Texte ::
----------

Les individus porteurs de ce type d’état d’esprit nourrissent généralement une conception élastique des frontières de leur domaine propre. Ils tendent à considérer chaque objet matériel dont ils font usage comme appartenant au royaume de ce qu’ils possèdent. Quand ils se retrouvent dans un espace public où le lien entre leur volonté et leur environnement est brisé, ils ressentent une certaine frustration, un sentiment d’impuissance et de mutilation. Qu’on pense seulement à la colère qui s’empare de celui qui agite ses mains à l’aveuglette sous le robinet des toilettes publiques sans que le moindre filet d’eau réponde à cette vaine danse propitiatoire. Pourquoi diable n’ont-ils pas installé une poignée ? s’interroge notre homme furieux. De quelles puissances invisibles dépend le déclenchement du jet d’eau ?

Certes, il est aussi des gens qui sont incapables de manœuvrer correctement une poignée de robinet. Mais en partant de l’hypothèse radicale de l’incompétence généralisée des usagers, le robinet automatique à détecteur infrarouge ne se contente pas de répondre à cette éventualité, il l’établit comme un fait accompli, comme la norme du comportement humain. Ce faisant, il promeut une espèce d’infantilisation qui offense l’esprit indépendant.

----------

Exercices écrits ::
1. Répondez aux questions suivantes sur le texte consacré au robinet automatique :
(a) Comment les individus décrits considèrent-ils chaque objet matériel dont ils font usage ?
(b) Que ressentent-ils dans un espace public où le lien entre leur volonté et leur environnement est brisé ?
(c) Que promeut le robinet automatique à détecteur infrarouge ?
2. Extrayez du texte consacré au robinet automatique le passage qui va de « Certes, il est » jusqu'à « offense l’esprit indépendant. » inclus, sans rien y changer.

(Données enregistrées)
----------

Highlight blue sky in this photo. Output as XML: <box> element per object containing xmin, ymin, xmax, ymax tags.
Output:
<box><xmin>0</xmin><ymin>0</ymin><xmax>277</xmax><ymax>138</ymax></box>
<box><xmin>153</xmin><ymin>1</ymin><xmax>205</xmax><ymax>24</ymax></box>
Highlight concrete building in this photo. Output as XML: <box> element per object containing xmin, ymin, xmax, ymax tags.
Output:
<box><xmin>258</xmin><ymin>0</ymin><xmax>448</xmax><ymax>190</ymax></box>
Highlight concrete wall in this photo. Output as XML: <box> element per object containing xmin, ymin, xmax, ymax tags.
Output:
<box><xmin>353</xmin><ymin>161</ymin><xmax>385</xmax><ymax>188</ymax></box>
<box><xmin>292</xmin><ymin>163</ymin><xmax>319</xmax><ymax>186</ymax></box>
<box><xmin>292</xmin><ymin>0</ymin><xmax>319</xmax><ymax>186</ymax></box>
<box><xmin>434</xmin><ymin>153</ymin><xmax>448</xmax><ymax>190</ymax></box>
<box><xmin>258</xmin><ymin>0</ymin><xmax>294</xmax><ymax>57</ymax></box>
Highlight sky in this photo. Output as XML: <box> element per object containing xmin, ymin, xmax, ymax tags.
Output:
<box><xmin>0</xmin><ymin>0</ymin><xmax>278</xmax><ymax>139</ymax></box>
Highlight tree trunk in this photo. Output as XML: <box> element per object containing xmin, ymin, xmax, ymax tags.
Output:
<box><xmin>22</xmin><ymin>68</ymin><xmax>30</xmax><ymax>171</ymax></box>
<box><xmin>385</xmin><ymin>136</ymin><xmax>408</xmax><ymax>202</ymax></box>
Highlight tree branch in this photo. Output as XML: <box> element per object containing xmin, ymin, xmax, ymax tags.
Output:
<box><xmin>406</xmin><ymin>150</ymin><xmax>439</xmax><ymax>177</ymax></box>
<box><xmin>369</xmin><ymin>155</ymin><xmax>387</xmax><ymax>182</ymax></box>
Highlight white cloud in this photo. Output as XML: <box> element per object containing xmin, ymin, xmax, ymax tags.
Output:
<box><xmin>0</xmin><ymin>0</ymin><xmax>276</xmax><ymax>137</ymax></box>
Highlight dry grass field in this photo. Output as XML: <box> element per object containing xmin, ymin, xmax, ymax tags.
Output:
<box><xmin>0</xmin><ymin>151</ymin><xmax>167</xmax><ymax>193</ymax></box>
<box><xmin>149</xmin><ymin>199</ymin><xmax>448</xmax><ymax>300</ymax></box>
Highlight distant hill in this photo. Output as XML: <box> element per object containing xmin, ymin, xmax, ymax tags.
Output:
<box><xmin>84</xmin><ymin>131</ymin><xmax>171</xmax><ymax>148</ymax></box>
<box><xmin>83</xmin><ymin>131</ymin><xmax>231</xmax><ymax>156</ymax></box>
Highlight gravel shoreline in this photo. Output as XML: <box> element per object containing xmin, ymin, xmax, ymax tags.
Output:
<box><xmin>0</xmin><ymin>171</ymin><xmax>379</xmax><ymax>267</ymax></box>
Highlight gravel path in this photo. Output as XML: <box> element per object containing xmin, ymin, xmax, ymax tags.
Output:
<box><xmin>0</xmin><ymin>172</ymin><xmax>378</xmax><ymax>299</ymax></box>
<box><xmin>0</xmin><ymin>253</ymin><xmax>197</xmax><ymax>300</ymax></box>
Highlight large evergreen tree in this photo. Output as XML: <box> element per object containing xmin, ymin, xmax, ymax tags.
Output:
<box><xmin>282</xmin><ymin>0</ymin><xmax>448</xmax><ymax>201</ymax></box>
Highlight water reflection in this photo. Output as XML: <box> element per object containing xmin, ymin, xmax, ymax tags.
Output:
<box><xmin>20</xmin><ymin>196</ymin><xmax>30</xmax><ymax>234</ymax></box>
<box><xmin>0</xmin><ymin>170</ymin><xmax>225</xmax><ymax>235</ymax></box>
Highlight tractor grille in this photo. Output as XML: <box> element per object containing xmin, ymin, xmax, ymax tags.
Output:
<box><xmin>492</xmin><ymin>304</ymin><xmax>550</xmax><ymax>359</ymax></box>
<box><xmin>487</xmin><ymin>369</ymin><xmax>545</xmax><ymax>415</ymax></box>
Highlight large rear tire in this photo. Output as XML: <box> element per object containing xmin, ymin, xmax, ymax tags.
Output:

----------

Corrigé des exercices ::
1.
(a) Comme appartenant au royaume de ce qu'ils possèdent.
(b) Une certaine frustration, un sentiment d'impuissance et de mutilation.
(c) Une espèce d'infantilisation qui offense l'esprit indépendant.

2.
Certes, il est aussi des gens qui sont incapables de manœuvrer correctement une poignée de robinet. Mais en partant de l’hypothèse radicale de l’incompétence généralisée des usagers, le robinet automatique à détecteur infrarouge ne se contente pas de répondre à cette éventualité, il l’établit comme un fait accompli, comme la norme du comportement humain. Ce faisant, il promeut une espèce d’infantilisation qui offense l’esprit indépendant.